Friedrich Huch (Braunschweig, 19 June 1873 – Munich, 12 May 1913) was a German writer.

== Life ==
One of his nephews was Friedrich Gerstäcker and one of his cousins was Ricarda Huch on his mother's side. His father killed himself in 1888.

After his Reifeprüfung in Dresden, he studied philosophy at the Ludwig-Maximilians-Universität München, the University of Paris, and the University of Erlangen. He worked as a personal tutor in Hamburg and Lubocheń, Poland, and travelled through Italy before moving to Munich to become an independent writer.

At the age of 39, he died unexpectedly because of complications after a middle ear surgical procedure. Thomas Mann said his panegyric.

== Works==
- Peter Michel, Hamburg, Janssen, 1901.
- Geschwister, Berlin, Fischer, 1903.

▬▬▬▬▬▬▬▬▬▬

Write what comes next in the article on the writer Friedrich Huch, picking up right after its last line.

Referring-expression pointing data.
▬▬▬▬▬▬▬▬▬▬

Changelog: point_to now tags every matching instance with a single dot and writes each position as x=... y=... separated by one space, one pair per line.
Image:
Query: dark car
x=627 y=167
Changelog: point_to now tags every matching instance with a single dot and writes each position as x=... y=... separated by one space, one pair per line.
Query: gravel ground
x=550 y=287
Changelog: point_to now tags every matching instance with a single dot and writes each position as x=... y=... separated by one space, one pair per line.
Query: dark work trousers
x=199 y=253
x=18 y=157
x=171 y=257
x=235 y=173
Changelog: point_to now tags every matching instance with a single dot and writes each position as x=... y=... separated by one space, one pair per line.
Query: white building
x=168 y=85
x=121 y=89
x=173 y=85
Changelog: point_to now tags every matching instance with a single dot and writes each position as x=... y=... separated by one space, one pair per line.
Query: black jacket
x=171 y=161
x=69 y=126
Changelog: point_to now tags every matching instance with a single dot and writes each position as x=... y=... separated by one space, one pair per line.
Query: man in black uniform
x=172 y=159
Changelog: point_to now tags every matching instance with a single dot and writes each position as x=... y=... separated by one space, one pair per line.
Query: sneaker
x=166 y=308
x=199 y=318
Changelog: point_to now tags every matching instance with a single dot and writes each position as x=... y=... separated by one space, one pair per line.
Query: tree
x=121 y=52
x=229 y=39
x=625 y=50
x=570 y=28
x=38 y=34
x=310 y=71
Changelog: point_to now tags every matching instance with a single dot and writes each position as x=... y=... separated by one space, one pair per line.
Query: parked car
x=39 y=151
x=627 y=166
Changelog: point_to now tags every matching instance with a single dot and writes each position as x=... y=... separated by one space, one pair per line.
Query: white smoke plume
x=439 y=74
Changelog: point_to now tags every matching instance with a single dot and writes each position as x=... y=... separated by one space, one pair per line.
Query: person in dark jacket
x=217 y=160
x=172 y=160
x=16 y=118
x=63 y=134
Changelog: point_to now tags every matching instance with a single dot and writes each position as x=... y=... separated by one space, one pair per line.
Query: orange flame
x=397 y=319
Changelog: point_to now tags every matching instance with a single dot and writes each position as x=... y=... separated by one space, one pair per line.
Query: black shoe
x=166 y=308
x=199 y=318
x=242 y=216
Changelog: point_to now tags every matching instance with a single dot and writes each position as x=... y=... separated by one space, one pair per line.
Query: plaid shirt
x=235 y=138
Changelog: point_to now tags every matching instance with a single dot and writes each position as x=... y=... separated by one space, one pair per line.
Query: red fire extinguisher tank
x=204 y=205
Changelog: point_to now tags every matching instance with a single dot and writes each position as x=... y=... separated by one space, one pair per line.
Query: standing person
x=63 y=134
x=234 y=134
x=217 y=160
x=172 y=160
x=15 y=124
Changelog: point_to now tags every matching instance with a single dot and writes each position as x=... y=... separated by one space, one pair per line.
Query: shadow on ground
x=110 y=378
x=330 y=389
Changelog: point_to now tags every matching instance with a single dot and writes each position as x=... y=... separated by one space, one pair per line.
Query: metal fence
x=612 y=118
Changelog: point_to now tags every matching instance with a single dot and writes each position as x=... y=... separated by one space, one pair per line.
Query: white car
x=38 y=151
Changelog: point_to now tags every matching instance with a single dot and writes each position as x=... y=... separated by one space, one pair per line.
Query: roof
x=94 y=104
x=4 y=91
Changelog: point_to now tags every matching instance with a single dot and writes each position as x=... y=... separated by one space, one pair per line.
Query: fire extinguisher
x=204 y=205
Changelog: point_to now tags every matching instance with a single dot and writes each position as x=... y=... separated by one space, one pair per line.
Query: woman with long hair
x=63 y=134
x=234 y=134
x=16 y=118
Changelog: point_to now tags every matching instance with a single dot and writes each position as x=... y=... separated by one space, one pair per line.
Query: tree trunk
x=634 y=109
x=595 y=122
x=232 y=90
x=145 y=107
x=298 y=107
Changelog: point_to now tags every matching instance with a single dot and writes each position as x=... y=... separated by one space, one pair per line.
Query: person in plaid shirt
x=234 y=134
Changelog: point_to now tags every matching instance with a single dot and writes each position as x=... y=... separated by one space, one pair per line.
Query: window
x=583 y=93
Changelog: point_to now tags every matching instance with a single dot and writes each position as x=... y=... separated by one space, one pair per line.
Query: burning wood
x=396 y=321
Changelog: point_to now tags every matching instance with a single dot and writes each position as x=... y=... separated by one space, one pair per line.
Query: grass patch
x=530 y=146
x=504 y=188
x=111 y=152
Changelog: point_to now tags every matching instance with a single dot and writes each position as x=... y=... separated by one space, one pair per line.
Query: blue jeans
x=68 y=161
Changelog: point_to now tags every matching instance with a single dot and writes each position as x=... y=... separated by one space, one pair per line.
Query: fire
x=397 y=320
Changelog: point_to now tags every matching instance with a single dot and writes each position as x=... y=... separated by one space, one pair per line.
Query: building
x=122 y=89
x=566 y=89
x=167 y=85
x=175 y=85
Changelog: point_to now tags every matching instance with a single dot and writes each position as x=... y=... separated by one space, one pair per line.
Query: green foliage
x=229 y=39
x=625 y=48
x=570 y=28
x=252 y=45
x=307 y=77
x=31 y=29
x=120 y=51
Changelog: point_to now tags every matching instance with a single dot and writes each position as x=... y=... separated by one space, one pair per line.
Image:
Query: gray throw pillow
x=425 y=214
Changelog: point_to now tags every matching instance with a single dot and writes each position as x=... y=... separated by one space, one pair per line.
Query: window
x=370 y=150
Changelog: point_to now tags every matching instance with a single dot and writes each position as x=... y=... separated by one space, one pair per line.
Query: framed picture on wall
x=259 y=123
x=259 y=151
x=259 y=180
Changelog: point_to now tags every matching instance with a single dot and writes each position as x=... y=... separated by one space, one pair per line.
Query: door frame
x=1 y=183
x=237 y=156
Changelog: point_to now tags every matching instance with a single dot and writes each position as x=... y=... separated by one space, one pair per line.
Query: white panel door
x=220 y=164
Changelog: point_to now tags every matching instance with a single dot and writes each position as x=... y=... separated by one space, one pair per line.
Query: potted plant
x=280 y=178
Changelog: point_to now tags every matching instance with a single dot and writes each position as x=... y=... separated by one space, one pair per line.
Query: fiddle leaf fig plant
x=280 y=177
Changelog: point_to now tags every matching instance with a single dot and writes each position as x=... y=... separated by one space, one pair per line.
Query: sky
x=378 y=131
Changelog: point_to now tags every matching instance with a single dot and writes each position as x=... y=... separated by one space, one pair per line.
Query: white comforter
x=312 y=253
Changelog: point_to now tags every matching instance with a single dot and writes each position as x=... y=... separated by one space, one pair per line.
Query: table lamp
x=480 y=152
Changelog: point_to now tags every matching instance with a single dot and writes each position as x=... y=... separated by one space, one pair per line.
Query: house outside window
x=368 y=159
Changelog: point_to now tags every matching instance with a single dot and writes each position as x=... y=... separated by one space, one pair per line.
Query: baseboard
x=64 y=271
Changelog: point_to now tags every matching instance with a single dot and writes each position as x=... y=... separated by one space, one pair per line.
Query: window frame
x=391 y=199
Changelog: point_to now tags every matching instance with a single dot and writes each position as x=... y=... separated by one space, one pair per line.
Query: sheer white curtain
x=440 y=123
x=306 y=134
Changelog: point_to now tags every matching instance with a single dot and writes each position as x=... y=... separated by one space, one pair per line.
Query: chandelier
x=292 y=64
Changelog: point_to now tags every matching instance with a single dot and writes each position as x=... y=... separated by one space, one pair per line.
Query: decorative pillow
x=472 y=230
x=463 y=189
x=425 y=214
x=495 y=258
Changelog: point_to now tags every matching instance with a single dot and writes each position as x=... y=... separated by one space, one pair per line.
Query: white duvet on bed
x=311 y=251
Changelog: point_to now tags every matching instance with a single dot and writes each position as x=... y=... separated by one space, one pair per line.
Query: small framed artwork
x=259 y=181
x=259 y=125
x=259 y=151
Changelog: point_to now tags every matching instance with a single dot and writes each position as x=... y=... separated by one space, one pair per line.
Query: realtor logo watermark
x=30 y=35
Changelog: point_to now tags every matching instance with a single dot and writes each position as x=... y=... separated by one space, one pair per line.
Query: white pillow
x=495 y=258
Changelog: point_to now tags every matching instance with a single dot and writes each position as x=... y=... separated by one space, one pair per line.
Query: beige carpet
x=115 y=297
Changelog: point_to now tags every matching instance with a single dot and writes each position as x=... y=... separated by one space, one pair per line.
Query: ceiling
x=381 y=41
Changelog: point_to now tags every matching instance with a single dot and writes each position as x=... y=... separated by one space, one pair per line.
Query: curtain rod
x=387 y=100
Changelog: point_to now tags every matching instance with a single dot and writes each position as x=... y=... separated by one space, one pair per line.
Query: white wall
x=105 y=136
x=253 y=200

▬▬▬▬▬▬▬▬▬▬

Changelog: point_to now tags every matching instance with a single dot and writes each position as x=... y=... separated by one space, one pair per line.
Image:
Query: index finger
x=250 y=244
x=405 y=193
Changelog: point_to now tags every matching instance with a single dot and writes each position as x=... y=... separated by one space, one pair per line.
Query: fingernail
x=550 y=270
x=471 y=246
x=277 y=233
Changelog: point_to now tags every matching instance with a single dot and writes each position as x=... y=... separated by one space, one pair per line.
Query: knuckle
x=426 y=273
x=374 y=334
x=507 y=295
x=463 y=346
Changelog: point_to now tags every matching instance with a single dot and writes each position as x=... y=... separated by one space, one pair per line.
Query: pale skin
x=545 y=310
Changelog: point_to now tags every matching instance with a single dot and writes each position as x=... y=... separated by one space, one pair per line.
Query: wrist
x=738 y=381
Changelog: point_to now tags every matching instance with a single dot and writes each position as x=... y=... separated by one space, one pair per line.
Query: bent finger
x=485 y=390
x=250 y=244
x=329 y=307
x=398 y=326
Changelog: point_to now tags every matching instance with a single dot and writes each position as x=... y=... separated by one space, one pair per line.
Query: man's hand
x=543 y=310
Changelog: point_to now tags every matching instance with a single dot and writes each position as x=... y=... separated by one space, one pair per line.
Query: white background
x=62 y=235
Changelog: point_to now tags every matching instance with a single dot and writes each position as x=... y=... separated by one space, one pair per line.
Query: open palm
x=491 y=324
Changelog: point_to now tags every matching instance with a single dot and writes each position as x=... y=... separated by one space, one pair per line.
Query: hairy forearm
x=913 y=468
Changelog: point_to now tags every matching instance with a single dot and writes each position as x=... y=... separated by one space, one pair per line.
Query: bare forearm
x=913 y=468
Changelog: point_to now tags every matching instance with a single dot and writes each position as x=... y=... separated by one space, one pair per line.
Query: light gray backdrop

▬▬▬▬▬▬▬▬▬▬

Response to this exercise.
- Träume, Berlin, Fischer, 1904.
- Wandlungen, Berlin, Fischer, 1905.
- Mao, Berlin, Fischer, 1907.
- Pitt und Fox. Die Liebeswege der Brüder Sintrup, Ebenhausen bei München, Langewiesche-Brand, 1909.
- Enzio, Munich, Mörike, 1911.
- Tristan und Isolde. Lohengrin. Der fliegende Holländer. Drei groteske Komödien, Munich, Mörike, 1911.
- Erzählungen, Munich, Georg Müller, 1914.
- Neue Träume, Munich, Georg Müller, 1914. Ausgabe von 1920 mit 20 Illustrationen von Alfred Kubin.
- Romane der Jugend, Berlin, Fischer, 1934.